Set task — Leaving out every picture, quote the data below exactly as it appears.

[Point placement records]
⁂

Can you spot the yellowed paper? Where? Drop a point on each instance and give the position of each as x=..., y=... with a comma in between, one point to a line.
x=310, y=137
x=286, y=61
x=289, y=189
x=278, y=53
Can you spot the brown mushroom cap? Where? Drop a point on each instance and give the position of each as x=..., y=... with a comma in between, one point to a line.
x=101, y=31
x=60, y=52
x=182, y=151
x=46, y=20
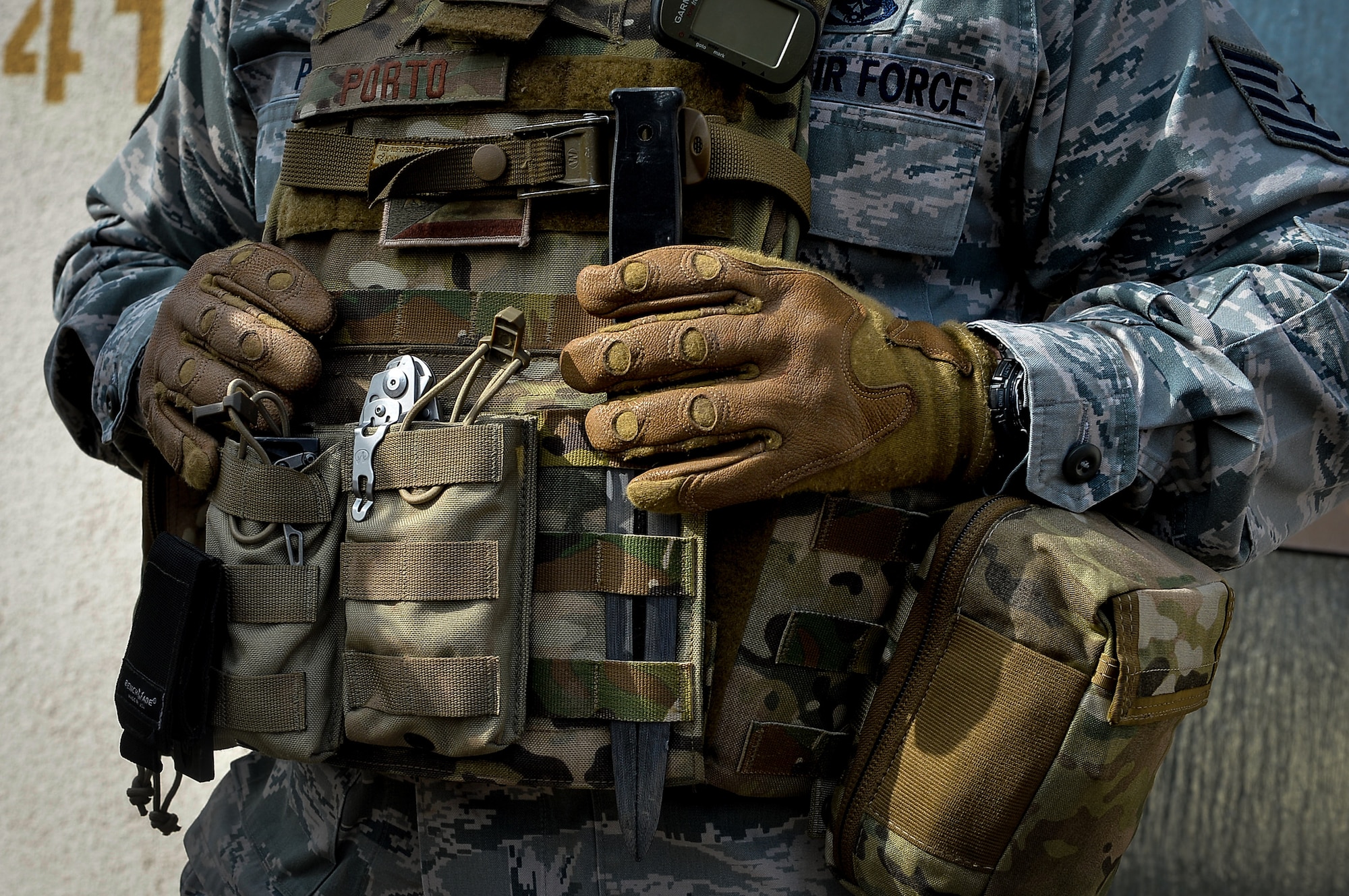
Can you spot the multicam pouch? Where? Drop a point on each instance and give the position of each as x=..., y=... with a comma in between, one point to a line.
x=1045, y=661
x=280, y=679
x=436, y=586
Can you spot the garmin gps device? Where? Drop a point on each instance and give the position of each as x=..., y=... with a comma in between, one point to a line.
x=768, y=42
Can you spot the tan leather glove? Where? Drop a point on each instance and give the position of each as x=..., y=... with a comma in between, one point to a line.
x=243, y=312
x=757, y=377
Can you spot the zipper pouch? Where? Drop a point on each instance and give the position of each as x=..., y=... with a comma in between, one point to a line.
x=1042, y=668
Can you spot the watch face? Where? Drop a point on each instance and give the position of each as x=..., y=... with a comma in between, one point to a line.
x=860, y=16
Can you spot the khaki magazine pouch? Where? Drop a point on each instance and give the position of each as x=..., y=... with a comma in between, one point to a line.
x=1041, y=672
x=280, y=676
x=436, y=586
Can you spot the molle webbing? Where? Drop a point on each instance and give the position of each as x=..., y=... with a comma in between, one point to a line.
x=440, y=687
x=438, y=318
x=422, y=83
x=419, y=571
x=616, y=690
x=774, y=748
x=486, y=20
x=422, y=458
x=264, y=493
x=613, y=564
x=265, y=703
x=269, y=594
x=338, y=162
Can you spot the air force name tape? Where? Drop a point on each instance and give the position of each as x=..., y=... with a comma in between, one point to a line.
x=1280, y=106
x=938, y=91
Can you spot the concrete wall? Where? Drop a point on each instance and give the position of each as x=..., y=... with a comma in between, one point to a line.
x=69, y=528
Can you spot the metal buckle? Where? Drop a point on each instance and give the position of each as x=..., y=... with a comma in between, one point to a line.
x=586, y=142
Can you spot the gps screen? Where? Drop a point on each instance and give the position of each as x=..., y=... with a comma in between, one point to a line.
x=756, y=29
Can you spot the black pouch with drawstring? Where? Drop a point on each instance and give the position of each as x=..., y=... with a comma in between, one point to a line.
x=165, y=690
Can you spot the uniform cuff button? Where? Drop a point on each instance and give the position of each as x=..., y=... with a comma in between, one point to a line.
x=1083, y=463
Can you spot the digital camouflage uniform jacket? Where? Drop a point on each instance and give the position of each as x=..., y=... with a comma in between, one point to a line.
x=1127, y=195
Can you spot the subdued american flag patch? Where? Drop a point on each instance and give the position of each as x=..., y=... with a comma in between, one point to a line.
x=1281, y=107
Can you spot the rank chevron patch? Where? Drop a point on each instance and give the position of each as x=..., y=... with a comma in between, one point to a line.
x=1281, y=107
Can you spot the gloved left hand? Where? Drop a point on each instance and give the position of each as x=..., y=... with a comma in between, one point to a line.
x=756, y=377
x=248, y=312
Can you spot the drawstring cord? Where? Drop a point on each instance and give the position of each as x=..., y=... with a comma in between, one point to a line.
x=145, y=791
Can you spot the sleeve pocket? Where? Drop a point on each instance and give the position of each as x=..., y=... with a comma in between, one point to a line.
x=891, y=181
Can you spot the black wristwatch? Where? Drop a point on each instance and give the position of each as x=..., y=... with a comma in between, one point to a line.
x=1011, y=416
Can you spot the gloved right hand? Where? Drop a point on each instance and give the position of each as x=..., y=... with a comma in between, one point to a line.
x=241, y=313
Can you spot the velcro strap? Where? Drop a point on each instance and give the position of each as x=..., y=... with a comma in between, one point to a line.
x=443, y=687
x=451, y=169
x=266, y=594
x=616, y=564
x=266, y=493
x=583, y=83
x=327, y=161
x=776, y=748
x=442, y=456
x=873, y=532
x=617, y=690
x=740, y=156
x=419, y=571
x=832, y=644
x=272, y=703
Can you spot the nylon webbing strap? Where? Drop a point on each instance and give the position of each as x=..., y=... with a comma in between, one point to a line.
x=832, y=643
x=740, y=156
x=266, y=493
x=614, y=564
x=616, y=690
x=583, y=83
x=268, y=594
x=327, y=161
x=339, y=162
x=266, y=703
x=443, y=456
x=776, y=748
x=442, y=687
x=451, y=169
x=873, y=532
x=419, y=571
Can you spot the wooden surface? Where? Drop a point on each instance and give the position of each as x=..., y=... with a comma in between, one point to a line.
x=1255, y=794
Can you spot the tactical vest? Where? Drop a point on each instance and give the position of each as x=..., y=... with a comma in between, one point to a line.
x=1012, y=683
x=443, y=169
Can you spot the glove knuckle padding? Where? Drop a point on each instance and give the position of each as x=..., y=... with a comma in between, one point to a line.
x=266, y=277
x=235, y=315
x=834, y=401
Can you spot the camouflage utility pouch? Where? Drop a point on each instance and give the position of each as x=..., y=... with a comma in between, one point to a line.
x=436, y=583
x=1043, y=664
x=277, y=531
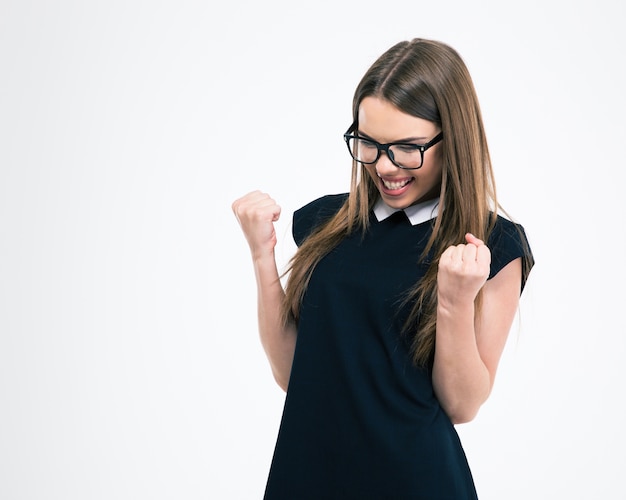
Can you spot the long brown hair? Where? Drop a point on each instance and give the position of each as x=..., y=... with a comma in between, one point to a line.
x=429, y=80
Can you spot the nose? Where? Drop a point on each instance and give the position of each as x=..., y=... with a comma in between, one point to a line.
x=384, y=166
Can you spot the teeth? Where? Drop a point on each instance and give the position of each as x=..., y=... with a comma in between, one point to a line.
x=395, y=185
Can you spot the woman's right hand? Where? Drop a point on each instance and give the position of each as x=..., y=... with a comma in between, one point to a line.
x=256, y=213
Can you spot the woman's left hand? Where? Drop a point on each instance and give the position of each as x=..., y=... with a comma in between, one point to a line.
x=463, y=270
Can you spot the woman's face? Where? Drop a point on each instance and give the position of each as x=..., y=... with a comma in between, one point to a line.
x=384, y=123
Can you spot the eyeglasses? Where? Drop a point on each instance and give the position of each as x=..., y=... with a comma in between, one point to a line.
x=404, y=155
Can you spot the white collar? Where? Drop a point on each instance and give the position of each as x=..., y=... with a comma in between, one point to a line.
x=416, y=213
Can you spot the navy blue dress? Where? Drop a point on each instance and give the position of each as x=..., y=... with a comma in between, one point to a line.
x=360, y=420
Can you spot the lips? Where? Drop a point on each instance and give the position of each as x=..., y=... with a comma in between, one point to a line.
x=394, y=185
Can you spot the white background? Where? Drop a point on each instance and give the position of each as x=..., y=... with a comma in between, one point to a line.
x=130, y=366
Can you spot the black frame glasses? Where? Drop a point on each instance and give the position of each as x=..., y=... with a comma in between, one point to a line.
x=348, y=136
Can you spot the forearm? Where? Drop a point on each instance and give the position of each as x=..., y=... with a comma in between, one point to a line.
x=461, y=379
x=278, y=340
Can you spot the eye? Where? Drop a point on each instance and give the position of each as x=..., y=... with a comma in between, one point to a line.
x=364, y=143
x=407, y=148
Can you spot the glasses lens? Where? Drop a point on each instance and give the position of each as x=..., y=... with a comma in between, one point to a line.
x=406, y=155
x=363, y=150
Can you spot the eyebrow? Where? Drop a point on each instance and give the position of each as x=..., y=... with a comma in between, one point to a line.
x=407, y=140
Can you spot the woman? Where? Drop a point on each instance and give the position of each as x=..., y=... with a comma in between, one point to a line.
x=400, y=297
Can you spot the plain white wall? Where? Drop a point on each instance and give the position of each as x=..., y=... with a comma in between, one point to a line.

⁂

Final result —
Can you spot the yellowed paper? Where? Drop a point on each instance and give the position of each as x=..., y=... with a comma in between, one point to a line.
x=310, y=137
x=286, y=61
x=289, y=189
x=278, y=53
Can you spot the brown mushroom cap? Where? Drop a point on each instance and give the position of each as x=..., y=... with a comma in between, one point to a line.
x=101, y=31
x=60, y=52
x=182, y=151
x=46, y=20
Can you spot the multicam pouch? Where? Drop a point on each instance and give the position of each as x=..., y=... with a comma in between, one point to a line.
x=1045, y=661
x=280, y=679
x=436, y=586
Can you spot the garmin gps device? Where? Drop a point on each instance and give the position of each as x=..., y=... with a comma in between, one point to a line.
x=768, y=42
Can you spot the tan leather glove? Where? Drop a point on each instance and give the position of each as x=..., y=... with a comma in between, one point to a line.
x=243, y=312
x=757, y=377
Can you spot the zipper pouch? Where? Drop a point on each instance and give the position of each as x=..., y=... with a comma in between, one point to a line.
x=1042, y=668
Can you spot the watch face? Where? Drop a point on each instance and give the position of each as x=..., y=... with a comma in between, one point to a line.
x=860, y=16
Can you spot the khaki magazine pouch? Where? Drop a point on each instance and give the position of each as x=..., y=... with a comma in between, one point to a line.
x=1041, y=672
x=280, y=676
x=436, y=586
Can you spot the molle webbing? Where? Drop a point on each instance and give the position of each as x=..., y=... with a comma in between, one point to a line.
x=440, y=687
x=438, y=318
x=422, y=83
x=419, y=571
x=616, y=690
x=774, y=748
x=486, y=20
x=422, y=458
x=264, y=493
x=613, y=564
x=265, y=703
x=269, y=594
x=338, y=162
Can you spot the air force name tape? Where? Drop a point on each instance and give the position of each as x=..., y=... with a comma in between, one point to a line.
x=1280, y=106
x=938, y=91
Can you spot the concrete wall? Where? Drop a point on each instance and give the position of each as x=..., y=... with a comma in between, one point to a line.
x=69, y=528
Can you spot the metal buckle? Where? Drop a point on each instance and give the position of each as x=..., y=... with a comma in between, one point to a line.
x=586, y=142
Can you spot the gps screen? Where? Drop a point on each instance and give the position of each as x=..., y=... with a comma in between, one point to a line.
x=756, y=29
Can you spot the black pouch with drawstring? Where? Drop a point on each instance and give the position of each as x=..., y=... with a comma in between, one point to a line.
x=165, y=690
Can you spot the uniform cuff button? Where? Drop a point on each instance and give the position of each as x=..., y=... with a comma in between, one point to a line.
x=1083, y=463
Can you spot the digital camouflage uniform jacket? Where? Drop a point on each instance and give the position of each as x=..., y=... with a comma in between, one point to a line.
x=1127, y=195
Can you spot the subdued american flag patch? Where? Drop a point on each instance and give the position of each as x=..., y=... with a comma in between, one point to a line.
x=1281, y=107
Can you spot the rank chevron patch? Where? Drop a point on each instance and give the position of each as x=..., y=... with a comma in between, one point to a line.
x=1281, y=107
Can you spot the gloved left hand? Where? Drop a point on each instance and give the position of each as x=..., y=... with a comma in between, one point to a line.
x=756, y=377
x=248, y=312
Can you spot the drawstring cord? Where? Drop a point on each instance and give the position of each as x=..., y=... with a comma in between, one point to a line.
x=145, y=791
Can you spot the sleeve pocket? Where? Drop a point on each instance and give the position of each as x=..., y=... with a comma in between, one point to a line.
x=891, y=181
Can you spot the black wristwatch? Where? Drop a point on each instance and give the position of each as x=..., y=... with a comma in between, one point to a line.
x=1011, y=416
Can you spot the gloved right hand? Where? Drop a point on each instance and give the position of each as x=..., y=... with a comma in between, one point to a line.
x=241, y=313
Can you spot the velcro strap? Where? Drop a point on each instance and give the position of each as x=..., y=... with a comma in between, one point to a line.
x=443, y=687
x=451, y=169
x=266, y=594
x=616, y=564
x=266, y=493
x=583, y=83
x=327, y=161
x=776, y=748
x=442, y=456
x=873, y=532
x=617, y=690
x=740, y=156
x=419, y=571
x=832, y=644
x=272, y=703
Can you spot the nylon webbing strap? Where? Drop a point on each instance and give the position of each as x=..., y=... with a comma in between, one point to a line.
x=832, y=643
x=740, y=156
x=266, y=493
x=614, y=564
x=616, y=690
x=583, y=83
x=268, y=594
x=327, y=161
x=339, y=162
x=266, y=703
x=443, y=456
x=776, y=748
x=442, y=687
x=451, y=169
x=873, y=532
x=419, y=571
Can you spot the wooden surface? Where? Drop a point on each instance and give the position of each as x=..., y=... with a comma in between, one point to a line.
x=1255, y=794
Can you spot the tactical vest? Where? Drop a point on each instance and give the position of each as x=..., y=... with a comma in between, one point to a line.
x=1012, y=683
x=443, y=169
Can you spot the glove knuckle padding? Where? Drop a point on each instance and give the position of each as x=..., y=... with a comma in between, one point to a line.
x=266, y=277
x=235, y=315
x=834, y=401
Can you spot the camouflage utility pouch? Where? Drop a point on each instance and give the position of each as x=..., y=... with a comma in between, one point to a line.
x=436, y=583
x=1043, y=664
x=277, y=531
Can you spot the long brown hair? Where? Drop a point on each instance and give the position of each as x=..., y=... with a comma in between, one point to a line.
x=429, y=80
Can you spot the nose? Where? Drop a point on each instance and give the position of each as x=..., y=... with a comma in between, one point to a line.
x=384, y=166
Can you spot the teeth? Where? Drop a point on each instance and give the position of each as x=..., y=... with a comma in between, one point to a line.
x=395, y=185
Can you spot the woman's right hand? Where? Drop a point on each instance and give the position of each as x=..., y=... with a comma in between, one point to a line.
x=256, y=213
Can you spot the woman's left hand? Where? Drop a point on each instance and give the position of each as x=..., y=... with a comma in between, one point to a line.
x=463, y=270
Can you spot the woman's face? Where? Drop a point on each instance and give the position of each as x=..., y=... with a comma in between, one point to a line.
x=384, y=123
Can you spot the eyeglasses? Where? Drop a point on each instance and give the position of each as x=..., y=... with a comma in between, one point to a line.
x=404, y=155
Can you spot the white collar? Where? Drop a point on each instance and give the position of each as x=..., y=... with a comma in between, one point to a line.
x=416, y=213
Can you spot the navy blue dress? Where? Drop a point on each instance and give the position of each as x=..., y=... with a comma in between, one point to a line.
x=360, y=420
Can you spot the lips? Where? Drop a point on each instance and give the position of each as x=..., y=... with a comma in between, one point to a line.
x=394, y=185
Can you spot the white background? Where? Drop a point on each instance and give the position of each as x=..., y=... with a comma in between, one point to a line.
x=130, y=366
Can you spot the black frame glasses? Where? Drop a point on each instance and give the position of each as x=..., y=... with a comma in between, one point to a line.
x=348, y=136
Can you spot the forearm? Where? Drop a point on each instance and give the position of each as x=..., y=... with a comma in between, one point to a line.
x=461, y=379
x=278, y=340
Can you spot the eye? Where? Drop a point on each instance and give the position of each as x=..., y=... with a comma in between, one point to a line.
x=364, y=143
x=407, y=148
Can you spot the glasses lens? Where? Drop a point on each instance and give the position of each as x=..., y=... with a comma in between, one point to a line.
x=406, y=155
x=363, y=150
Can you spot the eyebrow? Where? Drop a point on each instance and give the position of each as x=..., y=... with a comma in between, one point to a line.
x=407, y=140
Can you spot the woman? Where? Drop a point on each instance and give the position of each as x=..., y=... with a comma in between, one point to a line.
x=400, y=297
Can you spot the plain white wall? Where? Drop a point on each instance and give the position of each as x=..., y=... with a comma in between, one point to a line.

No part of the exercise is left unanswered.